TASK OBJECTIVE » Please report every line in the material below where the word "water" is found.

-- PROVIDED DATA follows --

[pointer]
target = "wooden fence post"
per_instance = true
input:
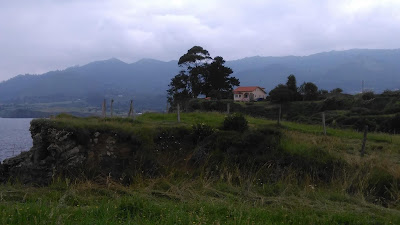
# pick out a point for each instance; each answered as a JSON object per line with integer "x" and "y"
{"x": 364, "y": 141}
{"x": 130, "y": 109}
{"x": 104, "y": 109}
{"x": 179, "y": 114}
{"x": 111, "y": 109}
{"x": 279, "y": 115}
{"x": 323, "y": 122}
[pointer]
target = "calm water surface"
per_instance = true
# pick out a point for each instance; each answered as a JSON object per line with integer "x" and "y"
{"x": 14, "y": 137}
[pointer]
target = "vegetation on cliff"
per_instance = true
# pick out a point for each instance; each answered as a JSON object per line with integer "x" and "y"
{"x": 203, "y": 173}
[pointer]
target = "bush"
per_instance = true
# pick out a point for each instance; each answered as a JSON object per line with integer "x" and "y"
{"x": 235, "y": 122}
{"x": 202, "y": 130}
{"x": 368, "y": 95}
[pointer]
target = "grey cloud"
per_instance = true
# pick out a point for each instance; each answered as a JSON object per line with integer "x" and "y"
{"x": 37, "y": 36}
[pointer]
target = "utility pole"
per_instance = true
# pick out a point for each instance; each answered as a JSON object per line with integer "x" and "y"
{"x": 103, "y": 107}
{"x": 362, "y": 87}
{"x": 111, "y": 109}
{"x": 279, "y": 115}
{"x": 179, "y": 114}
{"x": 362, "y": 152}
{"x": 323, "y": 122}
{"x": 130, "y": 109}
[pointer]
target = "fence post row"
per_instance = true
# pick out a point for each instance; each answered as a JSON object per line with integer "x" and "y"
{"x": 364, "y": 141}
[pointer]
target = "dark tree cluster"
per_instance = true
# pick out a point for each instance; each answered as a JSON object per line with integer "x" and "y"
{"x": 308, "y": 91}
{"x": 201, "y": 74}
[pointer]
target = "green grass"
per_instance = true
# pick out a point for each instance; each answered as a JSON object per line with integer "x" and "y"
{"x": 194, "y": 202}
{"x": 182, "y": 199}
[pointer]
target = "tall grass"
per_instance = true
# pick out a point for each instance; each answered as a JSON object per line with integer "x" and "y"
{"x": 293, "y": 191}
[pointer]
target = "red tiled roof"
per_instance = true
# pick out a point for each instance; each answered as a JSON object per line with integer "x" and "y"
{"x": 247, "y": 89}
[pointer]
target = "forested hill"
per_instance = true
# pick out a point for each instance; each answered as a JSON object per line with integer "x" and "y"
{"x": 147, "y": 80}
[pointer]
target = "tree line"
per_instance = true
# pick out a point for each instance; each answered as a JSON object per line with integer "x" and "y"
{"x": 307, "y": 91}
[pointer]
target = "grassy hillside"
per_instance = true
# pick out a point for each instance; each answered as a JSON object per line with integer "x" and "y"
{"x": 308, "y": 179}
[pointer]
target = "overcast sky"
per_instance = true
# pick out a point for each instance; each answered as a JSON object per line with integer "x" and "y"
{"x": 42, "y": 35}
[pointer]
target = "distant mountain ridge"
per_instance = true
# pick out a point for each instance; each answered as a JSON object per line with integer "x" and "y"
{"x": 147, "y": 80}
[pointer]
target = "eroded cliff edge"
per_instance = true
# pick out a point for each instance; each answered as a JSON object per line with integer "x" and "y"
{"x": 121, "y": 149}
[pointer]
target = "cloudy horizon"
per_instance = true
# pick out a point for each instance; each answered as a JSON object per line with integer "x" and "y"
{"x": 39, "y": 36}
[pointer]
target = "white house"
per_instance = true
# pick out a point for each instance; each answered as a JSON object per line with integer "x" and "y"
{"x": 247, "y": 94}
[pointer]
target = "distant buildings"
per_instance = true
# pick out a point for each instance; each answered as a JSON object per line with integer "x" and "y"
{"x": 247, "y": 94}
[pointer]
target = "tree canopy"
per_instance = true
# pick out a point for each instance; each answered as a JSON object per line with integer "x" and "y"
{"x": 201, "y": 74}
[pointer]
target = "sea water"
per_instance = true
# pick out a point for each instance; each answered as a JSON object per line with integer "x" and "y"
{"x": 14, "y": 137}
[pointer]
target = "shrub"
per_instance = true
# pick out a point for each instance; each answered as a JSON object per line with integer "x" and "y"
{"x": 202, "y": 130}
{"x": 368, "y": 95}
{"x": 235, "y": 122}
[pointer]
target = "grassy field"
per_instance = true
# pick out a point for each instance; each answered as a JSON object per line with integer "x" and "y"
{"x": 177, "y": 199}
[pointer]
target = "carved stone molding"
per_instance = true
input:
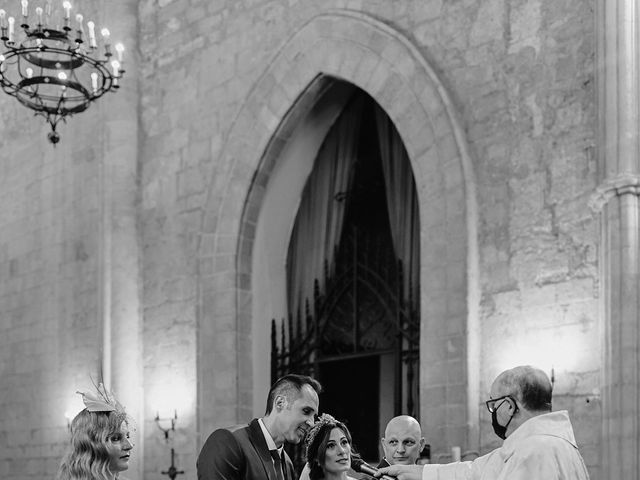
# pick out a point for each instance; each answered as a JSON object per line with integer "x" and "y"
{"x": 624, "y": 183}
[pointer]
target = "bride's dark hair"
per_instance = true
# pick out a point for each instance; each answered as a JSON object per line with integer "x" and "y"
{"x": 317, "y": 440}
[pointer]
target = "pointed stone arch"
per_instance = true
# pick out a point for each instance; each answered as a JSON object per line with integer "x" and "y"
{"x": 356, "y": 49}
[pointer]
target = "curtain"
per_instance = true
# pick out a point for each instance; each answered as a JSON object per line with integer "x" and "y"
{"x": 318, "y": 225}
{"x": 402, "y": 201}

-- PROVIDED DATA concluded --
-- PROVIDED DATA follows --

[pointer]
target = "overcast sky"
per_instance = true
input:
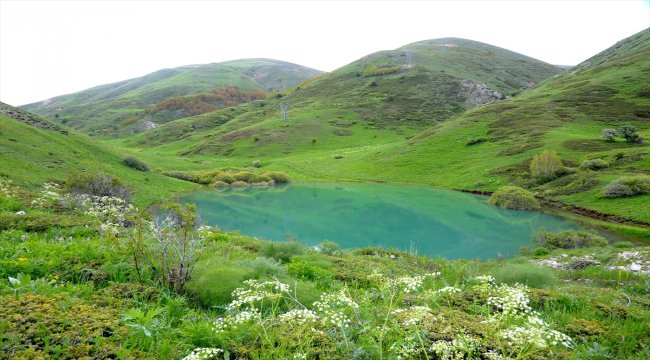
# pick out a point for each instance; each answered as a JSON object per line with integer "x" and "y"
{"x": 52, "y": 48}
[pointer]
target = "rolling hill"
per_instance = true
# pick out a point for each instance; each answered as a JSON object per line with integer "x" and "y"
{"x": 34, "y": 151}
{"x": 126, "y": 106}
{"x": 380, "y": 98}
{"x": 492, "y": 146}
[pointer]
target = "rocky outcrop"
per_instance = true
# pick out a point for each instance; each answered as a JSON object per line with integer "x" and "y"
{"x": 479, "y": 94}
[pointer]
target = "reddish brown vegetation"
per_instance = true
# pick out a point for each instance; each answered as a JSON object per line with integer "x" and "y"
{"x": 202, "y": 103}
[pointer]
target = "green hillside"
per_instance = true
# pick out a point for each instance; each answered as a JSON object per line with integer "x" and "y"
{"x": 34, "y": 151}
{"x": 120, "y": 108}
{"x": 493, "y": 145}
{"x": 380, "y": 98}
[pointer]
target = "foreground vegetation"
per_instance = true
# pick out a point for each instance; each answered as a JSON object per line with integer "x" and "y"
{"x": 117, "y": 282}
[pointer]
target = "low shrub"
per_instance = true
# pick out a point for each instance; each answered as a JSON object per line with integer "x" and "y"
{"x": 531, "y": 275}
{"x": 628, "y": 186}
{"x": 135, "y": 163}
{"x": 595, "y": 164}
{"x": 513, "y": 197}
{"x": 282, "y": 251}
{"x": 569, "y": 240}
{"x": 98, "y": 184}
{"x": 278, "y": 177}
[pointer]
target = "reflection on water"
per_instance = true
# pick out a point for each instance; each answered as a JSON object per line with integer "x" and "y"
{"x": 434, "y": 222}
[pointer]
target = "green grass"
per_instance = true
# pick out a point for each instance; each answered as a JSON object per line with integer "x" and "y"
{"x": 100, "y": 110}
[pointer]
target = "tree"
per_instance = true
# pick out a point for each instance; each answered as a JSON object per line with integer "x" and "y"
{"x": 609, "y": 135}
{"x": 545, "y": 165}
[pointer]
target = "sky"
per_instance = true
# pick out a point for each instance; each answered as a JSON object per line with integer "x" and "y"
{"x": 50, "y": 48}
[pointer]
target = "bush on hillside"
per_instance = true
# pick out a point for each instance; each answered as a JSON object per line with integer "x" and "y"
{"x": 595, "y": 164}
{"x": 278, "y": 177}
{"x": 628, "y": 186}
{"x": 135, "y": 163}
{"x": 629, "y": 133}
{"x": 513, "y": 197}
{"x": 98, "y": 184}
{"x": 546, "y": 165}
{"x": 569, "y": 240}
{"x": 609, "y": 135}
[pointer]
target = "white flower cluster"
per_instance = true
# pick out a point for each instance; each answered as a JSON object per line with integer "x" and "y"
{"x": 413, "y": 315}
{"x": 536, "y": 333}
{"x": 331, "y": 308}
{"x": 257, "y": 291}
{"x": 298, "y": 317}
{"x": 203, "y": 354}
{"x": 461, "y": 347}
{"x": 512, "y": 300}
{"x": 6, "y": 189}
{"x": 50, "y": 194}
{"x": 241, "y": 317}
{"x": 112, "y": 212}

-- PROVIDED DATA concluded --

SOLUTION TO THIS EXERCISE »
target = "calm water surface"
target = "sea water"
target = "reflection on water"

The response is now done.